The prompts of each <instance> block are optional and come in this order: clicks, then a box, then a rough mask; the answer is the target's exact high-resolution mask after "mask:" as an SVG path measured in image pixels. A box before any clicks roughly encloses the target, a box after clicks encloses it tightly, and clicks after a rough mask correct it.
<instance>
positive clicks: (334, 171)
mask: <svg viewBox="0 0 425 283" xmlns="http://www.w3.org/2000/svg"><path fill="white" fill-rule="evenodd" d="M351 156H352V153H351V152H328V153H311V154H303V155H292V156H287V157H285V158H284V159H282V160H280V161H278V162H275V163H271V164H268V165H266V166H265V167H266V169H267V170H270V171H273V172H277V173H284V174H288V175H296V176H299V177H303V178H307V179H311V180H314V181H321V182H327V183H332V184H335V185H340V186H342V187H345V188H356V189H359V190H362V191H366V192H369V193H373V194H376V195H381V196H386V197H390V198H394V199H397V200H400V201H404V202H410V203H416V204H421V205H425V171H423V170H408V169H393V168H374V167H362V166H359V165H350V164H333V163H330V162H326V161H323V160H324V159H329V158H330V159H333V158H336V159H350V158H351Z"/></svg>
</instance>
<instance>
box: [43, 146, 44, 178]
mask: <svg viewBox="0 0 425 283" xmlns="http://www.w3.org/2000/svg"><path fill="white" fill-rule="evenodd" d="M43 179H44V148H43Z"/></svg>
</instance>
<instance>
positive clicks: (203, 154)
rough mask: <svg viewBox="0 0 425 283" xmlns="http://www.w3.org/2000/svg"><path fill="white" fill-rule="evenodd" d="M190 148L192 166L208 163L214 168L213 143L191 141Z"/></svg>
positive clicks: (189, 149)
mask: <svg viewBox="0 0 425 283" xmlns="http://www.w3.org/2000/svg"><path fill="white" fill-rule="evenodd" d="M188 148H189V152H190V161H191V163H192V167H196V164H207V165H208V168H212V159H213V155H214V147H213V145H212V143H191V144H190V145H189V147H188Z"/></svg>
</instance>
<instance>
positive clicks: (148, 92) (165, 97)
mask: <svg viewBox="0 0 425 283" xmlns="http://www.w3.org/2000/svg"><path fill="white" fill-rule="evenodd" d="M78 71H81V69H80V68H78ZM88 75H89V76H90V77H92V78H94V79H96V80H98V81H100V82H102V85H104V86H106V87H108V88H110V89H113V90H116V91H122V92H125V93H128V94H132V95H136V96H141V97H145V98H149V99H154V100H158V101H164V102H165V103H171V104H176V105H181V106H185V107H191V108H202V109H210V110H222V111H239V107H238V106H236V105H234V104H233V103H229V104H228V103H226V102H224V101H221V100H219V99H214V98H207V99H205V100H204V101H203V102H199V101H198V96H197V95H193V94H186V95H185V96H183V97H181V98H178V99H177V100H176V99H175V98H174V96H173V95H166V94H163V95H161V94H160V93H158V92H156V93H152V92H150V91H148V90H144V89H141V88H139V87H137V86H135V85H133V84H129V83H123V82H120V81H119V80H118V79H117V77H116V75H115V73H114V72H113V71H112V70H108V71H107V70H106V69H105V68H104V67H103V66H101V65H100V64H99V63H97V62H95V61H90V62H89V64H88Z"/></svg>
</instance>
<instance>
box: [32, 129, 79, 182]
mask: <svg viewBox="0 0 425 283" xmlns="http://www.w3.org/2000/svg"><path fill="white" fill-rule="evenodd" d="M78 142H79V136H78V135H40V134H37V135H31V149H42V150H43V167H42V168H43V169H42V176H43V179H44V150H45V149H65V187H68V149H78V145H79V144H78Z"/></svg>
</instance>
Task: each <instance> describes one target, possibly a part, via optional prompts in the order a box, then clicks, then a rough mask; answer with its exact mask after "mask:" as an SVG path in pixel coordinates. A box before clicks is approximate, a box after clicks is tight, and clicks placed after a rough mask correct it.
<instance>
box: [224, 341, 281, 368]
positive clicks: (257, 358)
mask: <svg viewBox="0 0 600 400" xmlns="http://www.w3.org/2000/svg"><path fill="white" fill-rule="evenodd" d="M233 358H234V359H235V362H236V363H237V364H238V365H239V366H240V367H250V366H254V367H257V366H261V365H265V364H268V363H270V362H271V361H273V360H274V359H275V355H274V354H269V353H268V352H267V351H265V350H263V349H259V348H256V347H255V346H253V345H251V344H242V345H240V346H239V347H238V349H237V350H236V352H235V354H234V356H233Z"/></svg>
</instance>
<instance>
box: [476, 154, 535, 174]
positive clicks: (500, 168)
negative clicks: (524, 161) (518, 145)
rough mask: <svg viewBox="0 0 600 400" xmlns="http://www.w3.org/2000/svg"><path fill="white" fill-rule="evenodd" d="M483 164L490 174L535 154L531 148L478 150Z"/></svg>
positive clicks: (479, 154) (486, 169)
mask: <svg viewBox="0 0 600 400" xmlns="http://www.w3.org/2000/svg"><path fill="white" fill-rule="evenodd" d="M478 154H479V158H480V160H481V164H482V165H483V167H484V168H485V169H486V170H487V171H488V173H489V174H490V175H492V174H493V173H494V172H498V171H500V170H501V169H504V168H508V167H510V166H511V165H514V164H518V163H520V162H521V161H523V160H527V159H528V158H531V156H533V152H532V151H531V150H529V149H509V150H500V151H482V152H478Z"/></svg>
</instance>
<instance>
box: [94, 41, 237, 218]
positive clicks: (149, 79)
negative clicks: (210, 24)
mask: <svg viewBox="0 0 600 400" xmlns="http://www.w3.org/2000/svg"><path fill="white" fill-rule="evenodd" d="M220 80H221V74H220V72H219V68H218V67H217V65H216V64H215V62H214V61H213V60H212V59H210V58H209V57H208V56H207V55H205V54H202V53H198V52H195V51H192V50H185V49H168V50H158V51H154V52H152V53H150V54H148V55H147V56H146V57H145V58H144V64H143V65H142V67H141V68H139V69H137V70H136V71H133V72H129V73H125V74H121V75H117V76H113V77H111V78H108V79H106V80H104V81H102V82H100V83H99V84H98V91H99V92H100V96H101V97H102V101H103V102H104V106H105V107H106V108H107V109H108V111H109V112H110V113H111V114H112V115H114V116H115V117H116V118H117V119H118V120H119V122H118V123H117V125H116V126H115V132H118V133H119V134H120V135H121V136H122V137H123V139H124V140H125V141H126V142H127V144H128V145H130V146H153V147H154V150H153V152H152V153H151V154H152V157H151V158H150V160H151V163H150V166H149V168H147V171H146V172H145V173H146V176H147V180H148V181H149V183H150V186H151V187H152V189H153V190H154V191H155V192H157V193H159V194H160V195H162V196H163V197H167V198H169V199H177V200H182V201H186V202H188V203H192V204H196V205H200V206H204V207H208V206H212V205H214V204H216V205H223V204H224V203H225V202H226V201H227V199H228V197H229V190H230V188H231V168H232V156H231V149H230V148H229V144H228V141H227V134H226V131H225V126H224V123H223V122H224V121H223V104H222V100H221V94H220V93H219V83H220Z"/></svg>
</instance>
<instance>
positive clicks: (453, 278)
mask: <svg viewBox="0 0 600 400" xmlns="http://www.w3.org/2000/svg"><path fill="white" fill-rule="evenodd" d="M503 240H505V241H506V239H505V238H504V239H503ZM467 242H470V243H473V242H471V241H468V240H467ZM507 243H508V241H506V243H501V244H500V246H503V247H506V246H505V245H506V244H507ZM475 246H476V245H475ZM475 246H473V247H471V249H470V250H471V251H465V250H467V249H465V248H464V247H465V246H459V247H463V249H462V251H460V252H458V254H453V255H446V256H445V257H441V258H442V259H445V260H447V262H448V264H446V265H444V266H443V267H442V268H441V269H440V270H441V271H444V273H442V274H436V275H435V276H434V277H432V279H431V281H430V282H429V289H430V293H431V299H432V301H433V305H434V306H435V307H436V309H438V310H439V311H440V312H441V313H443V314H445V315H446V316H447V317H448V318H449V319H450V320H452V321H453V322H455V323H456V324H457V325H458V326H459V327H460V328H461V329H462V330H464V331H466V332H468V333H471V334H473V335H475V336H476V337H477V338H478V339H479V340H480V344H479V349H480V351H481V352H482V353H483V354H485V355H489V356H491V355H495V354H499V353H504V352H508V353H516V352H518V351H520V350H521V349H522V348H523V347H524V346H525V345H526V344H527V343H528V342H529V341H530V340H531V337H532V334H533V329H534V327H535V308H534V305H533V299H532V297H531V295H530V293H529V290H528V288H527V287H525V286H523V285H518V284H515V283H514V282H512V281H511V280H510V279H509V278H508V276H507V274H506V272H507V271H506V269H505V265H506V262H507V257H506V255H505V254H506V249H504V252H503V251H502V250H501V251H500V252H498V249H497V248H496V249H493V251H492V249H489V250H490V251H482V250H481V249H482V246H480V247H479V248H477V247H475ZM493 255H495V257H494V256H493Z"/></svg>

• EXERCISE DIRECTIONS
Which lines above contain the string "exact"? Show each of them in full.

• EXERCISE RESPONSE
The prompts of each <instance> block are optional and come in this order: clicks, then a box, then a rough mask; the answer is the target's exact high-resolution mask after "mask:" as an SVG path measured in image pixels. A box before any clicks roughly encloses the target, a box after clicks encloses it tightly, and clicks after a rough mask correct it.
Task: each <instance> describes one target, possibly a part, via optional prompts in the order a box, then clicks, then a rough mask; answer with its exact mask after "mask:" as an SVG path in pixel coordinates. A box before clicks is approximate, a box after clicks is tight, and clicks placed after a rough mask correct it.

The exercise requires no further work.